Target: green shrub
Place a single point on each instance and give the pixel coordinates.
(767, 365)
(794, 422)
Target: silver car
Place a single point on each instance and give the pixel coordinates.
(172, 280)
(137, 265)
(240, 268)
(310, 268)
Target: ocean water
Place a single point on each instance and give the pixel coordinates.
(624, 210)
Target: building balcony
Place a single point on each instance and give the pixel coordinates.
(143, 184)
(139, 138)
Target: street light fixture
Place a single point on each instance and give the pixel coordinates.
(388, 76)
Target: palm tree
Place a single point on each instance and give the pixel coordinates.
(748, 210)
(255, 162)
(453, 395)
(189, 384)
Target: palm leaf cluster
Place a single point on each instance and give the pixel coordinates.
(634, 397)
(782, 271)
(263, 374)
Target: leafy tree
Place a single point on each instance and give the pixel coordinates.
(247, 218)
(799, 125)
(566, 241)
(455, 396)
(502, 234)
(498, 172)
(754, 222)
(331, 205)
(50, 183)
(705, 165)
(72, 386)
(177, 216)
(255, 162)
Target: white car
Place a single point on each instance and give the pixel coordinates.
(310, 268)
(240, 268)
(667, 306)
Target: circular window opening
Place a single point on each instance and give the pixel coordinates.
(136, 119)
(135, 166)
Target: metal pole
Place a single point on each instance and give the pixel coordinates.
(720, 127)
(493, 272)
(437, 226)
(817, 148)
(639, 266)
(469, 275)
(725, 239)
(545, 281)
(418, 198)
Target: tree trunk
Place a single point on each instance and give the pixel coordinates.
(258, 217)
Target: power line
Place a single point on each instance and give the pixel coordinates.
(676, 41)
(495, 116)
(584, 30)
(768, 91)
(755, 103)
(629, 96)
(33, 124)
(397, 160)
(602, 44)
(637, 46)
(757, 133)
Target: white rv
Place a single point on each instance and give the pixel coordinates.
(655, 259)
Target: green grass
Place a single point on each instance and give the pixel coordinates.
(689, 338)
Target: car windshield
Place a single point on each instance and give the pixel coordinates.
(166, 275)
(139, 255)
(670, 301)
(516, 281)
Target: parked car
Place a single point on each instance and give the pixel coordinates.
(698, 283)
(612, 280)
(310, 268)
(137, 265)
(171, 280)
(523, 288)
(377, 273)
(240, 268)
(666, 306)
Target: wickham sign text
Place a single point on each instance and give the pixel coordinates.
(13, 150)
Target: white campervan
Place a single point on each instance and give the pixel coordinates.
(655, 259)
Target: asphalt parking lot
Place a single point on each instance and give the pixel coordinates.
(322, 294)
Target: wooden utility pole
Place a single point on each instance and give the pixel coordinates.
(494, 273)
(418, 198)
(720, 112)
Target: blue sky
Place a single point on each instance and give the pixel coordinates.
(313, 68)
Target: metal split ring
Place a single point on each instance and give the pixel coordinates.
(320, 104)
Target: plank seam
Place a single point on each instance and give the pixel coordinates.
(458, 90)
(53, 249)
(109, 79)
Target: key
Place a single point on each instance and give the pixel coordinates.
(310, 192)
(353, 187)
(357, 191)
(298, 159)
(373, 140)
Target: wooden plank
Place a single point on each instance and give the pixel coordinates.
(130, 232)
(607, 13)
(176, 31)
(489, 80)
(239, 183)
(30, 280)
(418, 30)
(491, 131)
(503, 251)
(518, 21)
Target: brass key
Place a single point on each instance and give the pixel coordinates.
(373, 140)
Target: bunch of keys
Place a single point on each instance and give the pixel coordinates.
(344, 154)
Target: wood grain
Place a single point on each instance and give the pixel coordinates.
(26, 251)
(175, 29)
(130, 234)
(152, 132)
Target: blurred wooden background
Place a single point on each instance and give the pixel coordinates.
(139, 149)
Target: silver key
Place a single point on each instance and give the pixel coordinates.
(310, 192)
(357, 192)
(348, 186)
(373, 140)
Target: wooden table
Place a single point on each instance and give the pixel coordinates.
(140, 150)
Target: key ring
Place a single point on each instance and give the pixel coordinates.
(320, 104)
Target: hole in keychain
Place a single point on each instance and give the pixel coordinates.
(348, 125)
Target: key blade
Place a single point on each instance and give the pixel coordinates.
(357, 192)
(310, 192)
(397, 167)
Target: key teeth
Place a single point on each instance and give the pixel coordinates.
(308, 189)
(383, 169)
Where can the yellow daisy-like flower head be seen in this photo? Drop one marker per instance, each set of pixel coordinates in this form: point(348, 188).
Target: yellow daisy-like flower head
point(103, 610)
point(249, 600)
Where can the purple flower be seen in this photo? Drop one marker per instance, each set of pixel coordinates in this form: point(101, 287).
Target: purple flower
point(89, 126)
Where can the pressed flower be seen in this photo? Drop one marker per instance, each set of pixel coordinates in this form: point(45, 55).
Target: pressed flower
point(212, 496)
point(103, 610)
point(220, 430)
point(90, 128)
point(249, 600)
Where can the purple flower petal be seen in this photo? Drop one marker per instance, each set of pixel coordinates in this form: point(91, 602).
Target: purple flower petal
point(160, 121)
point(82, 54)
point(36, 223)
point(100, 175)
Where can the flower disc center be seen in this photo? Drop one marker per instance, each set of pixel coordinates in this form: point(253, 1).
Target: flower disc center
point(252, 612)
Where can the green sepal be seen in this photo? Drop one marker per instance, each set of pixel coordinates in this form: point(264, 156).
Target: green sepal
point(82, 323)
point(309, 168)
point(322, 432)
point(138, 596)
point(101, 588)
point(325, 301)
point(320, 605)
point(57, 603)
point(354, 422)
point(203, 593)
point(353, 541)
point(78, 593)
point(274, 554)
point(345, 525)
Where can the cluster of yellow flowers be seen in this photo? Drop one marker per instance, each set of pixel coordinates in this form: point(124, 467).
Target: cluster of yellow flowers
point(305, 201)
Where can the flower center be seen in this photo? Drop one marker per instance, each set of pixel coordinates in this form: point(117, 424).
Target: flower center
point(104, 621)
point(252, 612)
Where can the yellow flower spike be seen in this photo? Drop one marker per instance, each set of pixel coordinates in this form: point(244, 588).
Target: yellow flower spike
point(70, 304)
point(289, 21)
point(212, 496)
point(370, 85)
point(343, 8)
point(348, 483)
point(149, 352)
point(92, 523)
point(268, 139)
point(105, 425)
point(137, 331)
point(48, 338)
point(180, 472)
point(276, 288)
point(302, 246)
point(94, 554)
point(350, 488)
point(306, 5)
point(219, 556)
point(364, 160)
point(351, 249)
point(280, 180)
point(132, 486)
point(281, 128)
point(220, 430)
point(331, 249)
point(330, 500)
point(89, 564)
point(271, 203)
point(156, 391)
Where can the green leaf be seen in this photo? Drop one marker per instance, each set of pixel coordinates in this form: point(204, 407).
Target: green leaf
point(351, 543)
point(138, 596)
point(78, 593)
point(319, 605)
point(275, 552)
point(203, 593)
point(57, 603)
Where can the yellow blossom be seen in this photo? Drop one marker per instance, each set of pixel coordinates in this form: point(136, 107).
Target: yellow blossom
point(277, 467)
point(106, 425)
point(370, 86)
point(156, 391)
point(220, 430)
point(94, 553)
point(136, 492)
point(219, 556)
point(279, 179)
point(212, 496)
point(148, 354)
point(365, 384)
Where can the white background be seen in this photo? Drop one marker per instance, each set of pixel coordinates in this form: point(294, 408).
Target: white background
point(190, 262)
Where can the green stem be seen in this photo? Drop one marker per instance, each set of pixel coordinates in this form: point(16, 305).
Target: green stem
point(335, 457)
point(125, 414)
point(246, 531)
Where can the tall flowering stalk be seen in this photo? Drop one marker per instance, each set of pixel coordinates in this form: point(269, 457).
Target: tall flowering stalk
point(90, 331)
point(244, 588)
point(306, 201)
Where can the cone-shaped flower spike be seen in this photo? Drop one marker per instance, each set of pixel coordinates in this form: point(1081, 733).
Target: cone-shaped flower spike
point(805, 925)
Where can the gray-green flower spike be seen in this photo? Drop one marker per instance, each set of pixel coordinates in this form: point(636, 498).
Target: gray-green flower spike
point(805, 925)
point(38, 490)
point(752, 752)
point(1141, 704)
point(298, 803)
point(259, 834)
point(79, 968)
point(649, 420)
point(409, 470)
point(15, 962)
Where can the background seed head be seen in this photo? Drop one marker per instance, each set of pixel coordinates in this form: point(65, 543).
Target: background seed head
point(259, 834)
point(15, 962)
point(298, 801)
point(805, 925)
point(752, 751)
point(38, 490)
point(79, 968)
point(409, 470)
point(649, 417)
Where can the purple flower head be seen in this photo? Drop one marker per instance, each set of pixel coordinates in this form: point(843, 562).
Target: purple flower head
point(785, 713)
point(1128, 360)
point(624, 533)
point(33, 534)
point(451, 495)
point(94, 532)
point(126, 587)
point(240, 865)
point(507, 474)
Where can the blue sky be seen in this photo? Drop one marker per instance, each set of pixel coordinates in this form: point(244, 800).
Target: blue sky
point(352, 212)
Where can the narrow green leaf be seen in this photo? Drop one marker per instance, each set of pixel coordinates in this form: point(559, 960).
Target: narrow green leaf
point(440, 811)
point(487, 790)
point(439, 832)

::::::::::

[Directions for this task]: Report each line of the material above where the word "palm" appears.

[Solution to the problem]:
Target: palm tree
Target: palm leaf cluster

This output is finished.